Required action → Beginning with the line below that contains "Query: woman's brown sandal" and ending with the line that contains "column 676, row 390", copy every line exactly. Copy nothing else.

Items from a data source
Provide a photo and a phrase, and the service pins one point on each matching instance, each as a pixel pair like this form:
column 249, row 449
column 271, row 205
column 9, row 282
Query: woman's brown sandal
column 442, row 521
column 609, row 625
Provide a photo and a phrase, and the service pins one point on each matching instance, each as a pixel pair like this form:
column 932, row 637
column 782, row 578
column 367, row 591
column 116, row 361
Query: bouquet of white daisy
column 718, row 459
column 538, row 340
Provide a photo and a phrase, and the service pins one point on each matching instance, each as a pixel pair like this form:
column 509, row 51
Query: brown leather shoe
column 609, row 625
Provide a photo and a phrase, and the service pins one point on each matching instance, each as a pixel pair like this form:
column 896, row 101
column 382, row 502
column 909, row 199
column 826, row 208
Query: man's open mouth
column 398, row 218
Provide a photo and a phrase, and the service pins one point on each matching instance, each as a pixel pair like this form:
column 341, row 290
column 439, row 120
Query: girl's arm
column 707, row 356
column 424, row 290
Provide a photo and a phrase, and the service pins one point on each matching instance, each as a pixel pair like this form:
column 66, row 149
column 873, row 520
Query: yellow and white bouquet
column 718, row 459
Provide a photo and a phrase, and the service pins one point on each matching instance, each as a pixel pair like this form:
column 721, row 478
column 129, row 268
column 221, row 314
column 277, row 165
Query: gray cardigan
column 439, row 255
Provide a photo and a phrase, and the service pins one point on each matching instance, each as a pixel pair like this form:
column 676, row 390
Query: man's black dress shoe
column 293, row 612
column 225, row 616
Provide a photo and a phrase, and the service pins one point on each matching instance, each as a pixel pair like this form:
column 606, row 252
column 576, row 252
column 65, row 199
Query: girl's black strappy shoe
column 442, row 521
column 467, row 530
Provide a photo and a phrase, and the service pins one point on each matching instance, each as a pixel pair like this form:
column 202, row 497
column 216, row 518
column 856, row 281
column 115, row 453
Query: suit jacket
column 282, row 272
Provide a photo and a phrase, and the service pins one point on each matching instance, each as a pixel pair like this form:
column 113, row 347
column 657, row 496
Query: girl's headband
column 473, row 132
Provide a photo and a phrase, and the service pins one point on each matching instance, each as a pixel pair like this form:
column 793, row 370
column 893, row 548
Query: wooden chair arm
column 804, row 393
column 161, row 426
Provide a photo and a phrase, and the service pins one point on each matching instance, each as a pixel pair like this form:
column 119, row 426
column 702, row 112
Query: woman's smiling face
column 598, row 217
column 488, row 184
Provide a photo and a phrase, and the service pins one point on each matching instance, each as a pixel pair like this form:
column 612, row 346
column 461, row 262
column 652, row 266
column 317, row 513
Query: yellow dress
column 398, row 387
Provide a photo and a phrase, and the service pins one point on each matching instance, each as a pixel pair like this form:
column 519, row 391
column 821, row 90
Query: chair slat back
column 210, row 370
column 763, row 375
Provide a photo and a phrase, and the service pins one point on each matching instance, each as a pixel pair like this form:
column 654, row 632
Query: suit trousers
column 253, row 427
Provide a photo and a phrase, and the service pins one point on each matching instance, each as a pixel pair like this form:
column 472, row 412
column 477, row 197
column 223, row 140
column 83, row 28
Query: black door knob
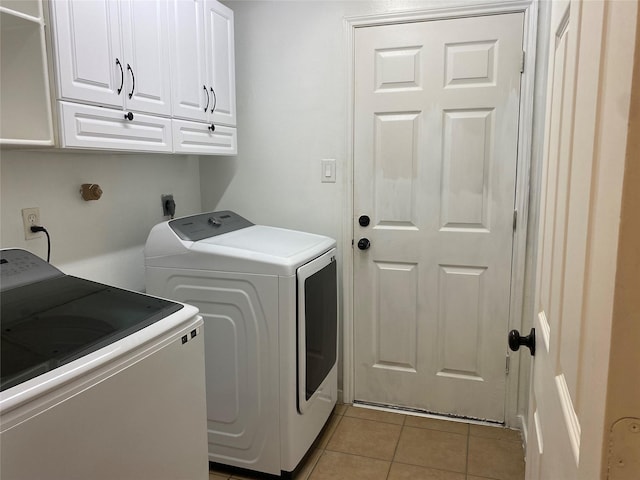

Answer to the exercise →
Query: woman's brown sandal
column 442, row 521
column 609, row 625
Provide a photo and a phrase, and the service pins one point on each matching instance, each as a pixel pair like this form:
column 932, row 637
column 782, row 578
column 367, row 591
column 116, row 361
Query: bouquet of white daisy
column 718, row 459
column 538, row 340
Provide a photo and a phrase, and the service pins one point on each matching instance, each as a pixel pair like this form:
column 509, row 51
Query: brown leather shoe
column 609, row 625
Provide a photo and a phrase, and the service pins one point on each matching instance, each as a pixel pair like this form:
column 896, row 101
column 382, row 502
column 909, row 199
column 826, row 208
Query: man's open mouth
column 398, row 218
Provide a photo and a phrase, and the service pins one point on each matching instance, each as a pixel pair like this form:
column 341, row 290
column 439, row 120
Query: girl's arm
column 707, row 356
column 424, row 290
Provide a photo and a phrase, and the service pins one point on each matching instance, each as a pixel pair like this form:
column 66, row 149
column 873, row 520
Query: yellow and white bouquet
column 718, row 459
Provide a photo and a phrase, and the service pins one point on each matching instance, each as a pixel pair like this form:
column 721, row 478
column 129, row 268
column 221, row 314
column 277, row 165
Query: gray cardigan
column 439, row 255
Provide a photo and a phrase, and the service pins one point on each matching instance, each as a pixel pair like this form:
column 676, row 390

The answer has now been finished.